__Problem to work on__.
Please write out every line of the listing below again, requests included, shifting each pixel coordinate in the answers by -118. Leave the pictures out.

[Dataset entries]
#####
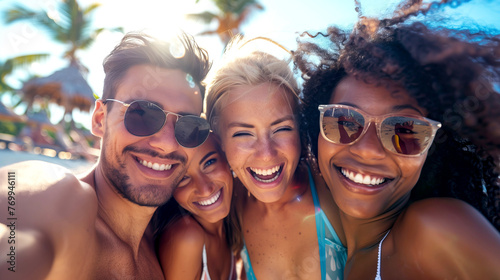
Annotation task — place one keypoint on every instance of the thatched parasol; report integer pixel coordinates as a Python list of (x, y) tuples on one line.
[(66, 87)]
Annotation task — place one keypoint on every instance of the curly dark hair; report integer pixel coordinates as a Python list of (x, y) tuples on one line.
[(453, 74)]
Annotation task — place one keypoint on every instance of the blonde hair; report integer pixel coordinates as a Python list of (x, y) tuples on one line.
[(242, 68)]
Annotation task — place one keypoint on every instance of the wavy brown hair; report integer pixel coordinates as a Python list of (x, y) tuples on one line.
[(452, 73)]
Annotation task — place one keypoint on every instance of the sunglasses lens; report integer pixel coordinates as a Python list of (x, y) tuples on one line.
[(144, 118), (342, 126), (405, 135), (399, 134), (191, 131)]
#####
__Output for this exercise__.
Annotation task — place one keypoint on every instance of the thatched parasol; report integer pixel coordinates as a Python list of (x, y) tuples on one line.
[(-52, -31)]
Annotation task — place one keypoint on every instance of the curly dark hair; report integer pixel coordinates as a Python list of (x, y) tuples on one line.
[(335, -44)]
Annotation task — place one keypoint on every instance of the blonde hair; report integer pixel coordinates as a Python list of (x, y) tuples on one line.
[(124, -50)]
Annotation task — place one keypoint on every instance of the wavy brown hair; report integer pixel coordinates as a Python list of (x, y) tuples on one line.
[(334, -45)]
Annotation task — place one keypoint on every instance of the sunglasses lens; report integer pixel coordinates as a Python list of (x, y) tuples on one line.
[(26, 0), (224, 8), (287, 17), (281, 16), (73, 13)]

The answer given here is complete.